▶ [Given problem]: Retype the lines below exactly as they appear, leaving out the pictures.

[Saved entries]
□ □ □

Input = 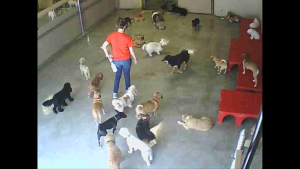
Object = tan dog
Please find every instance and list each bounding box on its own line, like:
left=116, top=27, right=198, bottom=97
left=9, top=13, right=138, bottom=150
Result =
left=226, top=12, right=240, bottom=22
left=92, top=91, right=105, bottom=126
left=104, top=133, right=123, bottom=169
left=136, top=92, right=163, bottom=118
left=242, top=53, right=259, bottom=87
left=211, top=56, right=227, bottom=74
left=133, top=11, right=145, bottom=22
left=132, top=34, right=146, bottom=48
left=88, top=72, right=103, bottom=98
left=178, top=113, right=213, bottom=131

□ □ □

▶ [Full output]:
Input = 
Object = tan dog
Please find every instance and list each bounding box on its own line, like:
left=116, top=27, right=198, bottom=97
left=9, top=13, right=138, bottom=150
Result =
left=226, top=12, right=240, bottom=22
left=92, top=91, right=105, bottom=126
left=104, top=133, right=123, bottom=169
left=136, top=92, right=163, bottom=118
left=242, top=53, right=259, bottom=87
left=211, top=56, right=227, bottom=74
left=133, top=11, right=145, bottom=22
left=132, top=34, right=146, bottom=48
left=88, top=72, right=103, bottom=98
left=178, top=113, right=213, bottom=131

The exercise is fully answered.